(TASK GOAL)
The line containing "Task: mark each instance of the white egret" marks the start of the required copy, which runs to the final line of the entries; return those lines exactly, without any pictures.

(LISTING)
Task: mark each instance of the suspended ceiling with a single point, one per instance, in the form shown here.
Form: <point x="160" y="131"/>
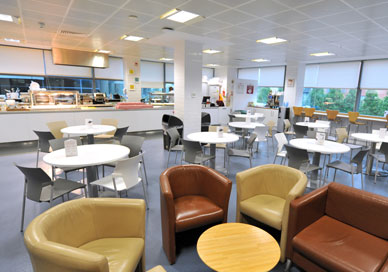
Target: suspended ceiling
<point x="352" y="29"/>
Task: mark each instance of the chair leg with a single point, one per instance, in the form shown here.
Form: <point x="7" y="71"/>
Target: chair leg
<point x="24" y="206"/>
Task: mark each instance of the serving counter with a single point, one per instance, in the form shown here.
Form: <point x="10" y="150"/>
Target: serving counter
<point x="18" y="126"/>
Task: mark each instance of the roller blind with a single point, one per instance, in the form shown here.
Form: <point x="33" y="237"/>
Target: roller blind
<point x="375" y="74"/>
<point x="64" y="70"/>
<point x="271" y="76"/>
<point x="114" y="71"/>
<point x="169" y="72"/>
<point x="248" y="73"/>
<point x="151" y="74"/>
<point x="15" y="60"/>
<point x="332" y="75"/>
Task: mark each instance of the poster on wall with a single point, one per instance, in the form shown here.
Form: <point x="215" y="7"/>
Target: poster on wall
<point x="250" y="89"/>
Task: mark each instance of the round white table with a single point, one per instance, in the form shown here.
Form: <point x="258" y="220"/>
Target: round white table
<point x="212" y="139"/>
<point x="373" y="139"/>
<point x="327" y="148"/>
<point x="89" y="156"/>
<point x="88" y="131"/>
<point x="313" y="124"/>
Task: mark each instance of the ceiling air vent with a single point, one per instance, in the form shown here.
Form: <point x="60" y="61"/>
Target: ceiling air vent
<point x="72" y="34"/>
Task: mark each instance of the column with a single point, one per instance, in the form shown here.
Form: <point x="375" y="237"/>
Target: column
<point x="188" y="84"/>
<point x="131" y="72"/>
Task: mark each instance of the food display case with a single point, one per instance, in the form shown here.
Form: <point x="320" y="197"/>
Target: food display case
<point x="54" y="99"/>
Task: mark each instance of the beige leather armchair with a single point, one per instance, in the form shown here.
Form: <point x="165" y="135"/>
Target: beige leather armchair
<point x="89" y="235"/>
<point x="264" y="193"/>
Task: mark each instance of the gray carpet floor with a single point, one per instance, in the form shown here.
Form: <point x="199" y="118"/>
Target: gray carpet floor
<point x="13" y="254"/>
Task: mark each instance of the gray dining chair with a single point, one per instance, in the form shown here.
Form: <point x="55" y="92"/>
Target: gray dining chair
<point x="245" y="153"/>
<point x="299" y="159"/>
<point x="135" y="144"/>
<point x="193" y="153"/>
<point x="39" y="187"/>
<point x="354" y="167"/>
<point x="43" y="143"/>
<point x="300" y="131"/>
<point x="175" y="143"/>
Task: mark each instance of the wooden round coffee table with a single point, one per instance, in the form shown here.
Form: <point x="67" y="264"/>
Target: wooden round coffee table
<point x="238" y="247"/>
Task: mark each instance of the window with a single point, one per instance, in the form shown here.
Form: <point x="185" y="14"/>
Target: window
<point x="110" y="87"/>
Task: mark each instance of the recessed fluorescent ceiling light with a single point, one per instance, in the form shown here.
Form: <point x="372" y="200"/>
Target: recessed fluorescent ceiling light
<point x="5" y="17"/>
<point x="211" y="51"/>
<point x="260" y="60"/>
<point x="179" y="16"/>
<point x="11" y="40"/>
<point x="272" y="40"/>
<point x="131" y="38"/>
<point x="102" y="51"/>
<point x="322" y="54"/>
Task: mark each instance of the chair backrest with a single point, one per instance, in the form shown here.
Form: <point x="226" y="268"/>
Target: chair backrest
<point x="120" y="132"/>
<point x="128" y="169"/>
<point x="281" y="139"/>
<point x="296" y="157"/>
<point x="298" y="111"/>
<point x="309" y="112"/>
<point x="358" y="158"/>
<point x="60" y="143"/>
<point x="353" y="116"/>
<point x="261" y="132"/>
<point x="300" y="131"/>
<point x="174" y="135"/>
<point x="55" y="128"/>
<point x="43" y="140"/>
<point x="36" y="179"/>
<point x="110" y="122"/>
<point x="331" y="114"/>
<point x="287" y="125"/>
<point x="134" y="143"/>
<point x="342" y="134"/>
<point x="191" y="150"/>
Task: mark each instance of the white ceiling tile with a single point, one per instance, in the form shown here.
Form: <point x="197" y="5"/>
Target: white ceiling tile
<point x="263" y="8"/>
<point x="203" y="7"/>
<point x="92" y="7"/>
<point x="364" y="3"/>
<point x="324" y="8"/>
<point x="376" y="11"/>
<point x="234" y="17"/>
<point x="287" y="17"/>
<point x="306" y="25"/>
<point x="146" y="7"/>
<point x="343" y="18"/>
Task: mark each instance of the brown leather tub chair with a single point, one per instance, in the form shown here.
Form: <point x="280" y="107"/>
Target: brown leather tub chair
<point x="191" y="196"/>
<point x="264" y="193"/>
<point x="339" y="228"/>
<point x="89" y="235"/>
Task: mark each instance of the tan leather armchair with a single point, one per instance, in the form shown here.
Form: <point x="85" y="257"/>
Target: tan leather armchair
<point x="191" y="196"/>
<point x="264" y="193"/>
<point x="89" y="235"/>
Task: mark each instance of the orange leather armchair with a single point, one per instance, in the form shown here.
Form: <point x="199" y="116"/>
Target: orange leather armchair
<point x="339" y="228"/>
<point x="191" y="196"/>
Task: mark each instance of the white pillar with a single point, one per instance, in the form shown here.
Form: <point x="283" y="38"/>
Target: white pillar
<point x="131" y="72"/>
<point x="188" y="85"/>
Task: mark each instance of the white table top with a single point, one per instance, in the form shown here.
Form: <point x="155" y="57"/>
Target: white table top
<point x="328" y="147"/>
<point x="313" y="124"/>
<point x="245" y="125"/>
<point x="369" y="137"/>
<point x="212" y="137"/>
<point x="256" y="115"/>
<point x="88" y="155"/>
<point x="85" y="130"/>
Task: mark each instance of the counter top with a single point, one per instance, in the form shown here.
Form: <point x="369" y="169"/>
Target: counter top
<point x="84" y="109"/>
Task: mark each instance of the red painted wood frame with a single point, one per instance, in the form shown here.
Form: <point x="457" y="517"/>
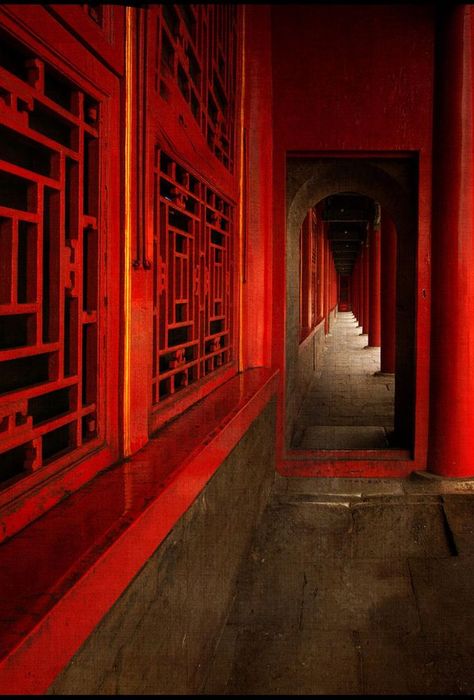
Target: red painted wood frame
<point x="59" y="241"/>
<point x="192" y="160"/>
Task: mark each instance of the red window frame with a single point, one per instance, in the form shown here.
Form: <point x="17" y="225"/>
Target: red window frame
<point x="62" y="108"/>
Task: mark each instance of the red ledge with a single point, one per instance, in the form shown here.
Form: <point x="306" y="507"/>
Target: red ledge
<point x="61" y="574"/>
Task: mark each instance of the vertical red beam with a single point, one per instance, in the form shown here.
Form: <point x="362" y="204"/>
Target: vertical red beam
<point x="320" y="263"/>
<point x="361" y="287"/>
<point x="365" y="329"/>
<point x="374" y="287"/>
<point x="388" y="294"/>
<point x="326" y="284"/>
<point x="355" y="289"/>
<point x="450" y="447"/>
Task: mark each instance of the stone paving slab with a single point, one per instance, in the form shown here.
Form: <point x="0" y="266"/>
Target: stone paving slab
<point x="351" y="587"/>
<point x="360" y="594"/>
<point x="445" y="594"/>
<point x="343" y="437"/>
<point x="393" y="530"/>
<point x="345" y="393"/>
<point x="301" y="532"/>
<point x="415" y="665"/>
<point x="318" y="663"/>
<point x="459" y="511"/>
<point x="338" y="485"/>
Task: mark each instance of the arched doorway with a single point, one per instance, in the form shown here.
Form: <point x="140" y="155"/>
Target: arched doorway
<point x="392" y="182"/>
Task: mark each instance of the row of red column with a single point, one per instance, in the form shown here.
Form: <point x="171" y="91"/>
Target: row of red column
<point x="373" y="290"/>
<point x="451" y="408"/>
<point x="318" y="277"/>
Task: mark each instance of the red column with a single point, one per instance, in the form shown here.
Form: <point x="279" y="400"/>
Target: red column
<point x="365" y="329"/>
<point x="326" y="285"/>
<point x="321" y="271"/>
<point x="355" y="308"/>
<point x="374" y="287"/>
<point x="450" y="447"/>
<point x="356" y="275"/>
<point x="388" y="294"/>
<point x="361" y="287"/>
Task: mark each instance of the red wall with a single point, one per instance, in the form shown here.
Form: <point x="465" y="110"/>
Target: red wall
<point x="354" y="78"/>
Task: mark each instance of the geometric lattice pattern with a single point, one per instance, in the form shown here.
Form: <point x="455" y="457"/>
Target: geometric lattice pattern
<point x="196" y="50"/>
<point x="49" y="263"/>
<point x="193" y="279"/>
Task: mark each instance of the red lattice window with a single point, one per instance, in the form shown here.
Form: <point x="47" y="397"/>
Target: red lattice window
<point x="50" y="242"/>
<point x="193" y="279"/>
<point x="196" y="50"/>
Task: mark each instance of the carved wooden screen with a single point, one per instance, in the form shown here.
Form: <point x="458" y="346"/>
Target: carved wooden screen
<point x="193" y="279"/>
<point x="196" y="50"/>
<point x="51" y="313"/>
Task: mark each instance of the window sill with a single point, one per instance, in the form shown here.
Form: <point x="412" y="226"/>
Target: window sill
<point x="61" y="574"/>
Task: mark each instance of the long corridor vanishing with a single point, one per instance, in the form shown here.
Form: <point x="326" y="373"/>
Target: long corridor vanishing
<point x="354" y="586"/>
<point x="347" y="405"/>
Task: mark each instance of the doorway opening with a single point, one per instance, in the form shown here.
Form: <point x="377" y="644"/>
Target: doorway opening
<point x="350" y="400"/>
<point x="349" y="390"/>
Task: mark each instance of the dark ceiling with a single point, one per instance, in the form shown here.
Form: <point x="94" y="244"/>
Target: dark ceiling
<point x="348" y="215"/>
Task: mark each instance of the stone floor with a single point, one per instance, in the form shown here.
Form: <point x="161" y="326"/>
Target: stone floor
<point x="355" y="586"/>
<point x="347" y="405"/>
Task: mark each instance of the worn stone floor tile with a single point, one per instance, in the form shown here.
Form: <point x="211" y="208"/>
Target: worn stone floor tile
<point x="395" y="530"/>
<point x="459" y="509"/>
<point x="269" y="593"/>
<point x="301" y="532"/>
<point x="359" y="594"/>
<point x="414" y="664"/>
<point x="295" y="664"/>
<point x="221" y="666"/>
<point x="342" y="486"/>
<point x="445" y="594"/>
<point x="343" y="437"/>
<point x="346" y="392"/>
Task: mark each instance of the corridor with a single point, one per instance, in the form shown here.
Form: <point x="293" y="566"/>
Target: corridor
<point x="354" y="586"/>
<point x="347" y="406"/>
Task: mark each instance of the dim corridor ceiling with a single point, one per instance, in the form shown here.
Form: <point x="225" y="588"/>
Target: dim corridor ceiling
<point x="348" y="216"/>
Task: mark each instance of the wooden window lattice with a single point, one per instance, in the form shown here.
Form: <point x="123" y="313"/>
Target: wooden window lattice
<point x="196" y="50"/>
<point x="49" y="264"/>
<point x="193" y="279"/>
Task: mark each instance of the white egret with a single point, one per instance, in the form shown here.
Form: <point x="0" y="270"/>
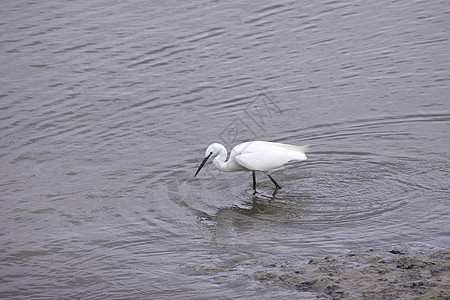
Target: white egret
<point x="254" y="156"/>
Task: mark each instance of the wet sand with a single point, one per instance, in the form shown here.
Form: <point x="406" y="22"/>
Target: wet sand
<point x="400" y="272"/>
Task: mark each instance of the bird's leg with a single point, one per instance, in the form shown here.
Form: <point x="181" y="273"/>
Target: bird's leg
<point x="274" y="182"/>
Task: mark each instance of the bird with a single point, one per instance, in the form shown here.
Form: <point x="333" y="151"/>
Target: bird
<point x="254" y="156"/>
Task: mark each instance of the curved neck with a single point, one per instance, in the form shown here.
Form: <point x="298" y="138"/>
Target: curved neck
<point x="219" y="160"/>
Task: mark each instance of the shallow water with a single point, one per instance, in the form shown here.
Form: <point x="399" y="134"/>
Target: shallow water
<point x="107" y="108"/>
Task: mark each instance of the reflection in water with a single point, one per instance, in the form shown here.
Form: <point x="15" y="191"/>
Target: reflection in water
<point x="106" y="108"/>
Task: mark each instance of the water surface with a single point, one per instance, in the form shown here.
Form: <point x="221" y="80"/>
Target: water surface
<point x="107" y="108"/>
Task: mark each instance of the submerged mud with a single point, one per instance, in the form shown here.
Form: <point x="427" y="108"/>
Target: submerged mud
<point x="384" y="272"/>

(SOLUTION BELOW)
Task: mark each instance of the white egret with a single point, one per instance, in the form shown here.
Form: <point x="0" y="270"/>
Target: white egret
<point x="254" y="156"/>
Task: mark each instance of the wet sand with a single point, one per instance, in the form shown here.
Form: <point x="406" y="22"/>
Target: wet sand
<point x="400" y="272"/>
Task: mark each instance of the bird's leg with a single point, one per instance, in the form shown here.
Form: <point x="181" y="273"/>
Target: bird's leg
<point x="274" y="182"/>
Task: mark each instance of the bird with a single point, one per instance, in the form shown here.
Form: <point x="333" y="151"/>
Target: bird
<point x="254" y="156"/>
Task: mark each instance of the curved neck with a single point, one per instance, in the form shown here.
Form: <point x="298" y="138"/>
Target: curved neck
<point x="219" y="160"/>
Task: mark each instance of the shallow water with a single point, one per instance, in the form shown here.
Form: <point x="399" y="134"/>
Target: shallow water
<point x="107" y="108"/>
Task: mark each instance of the reflection in water with a single point, one per instance, in the form shown here.
Form: <point x="15" y="191"/>
Target: reflection in water
<point x="106" y="108"/>
Task: mark each instance of the water surface with a single point, one per instance, in the form shown here.
Form: <point x="221" y="80"/>
Target: water surface
<point x="107" y="108"/>
Task: mark each instance of the submerged mud with a single point, one per instance, in the form shown here.
Form: <point x="427" y="108"/>
Target: submerged mud
<point x="384" y="272"/>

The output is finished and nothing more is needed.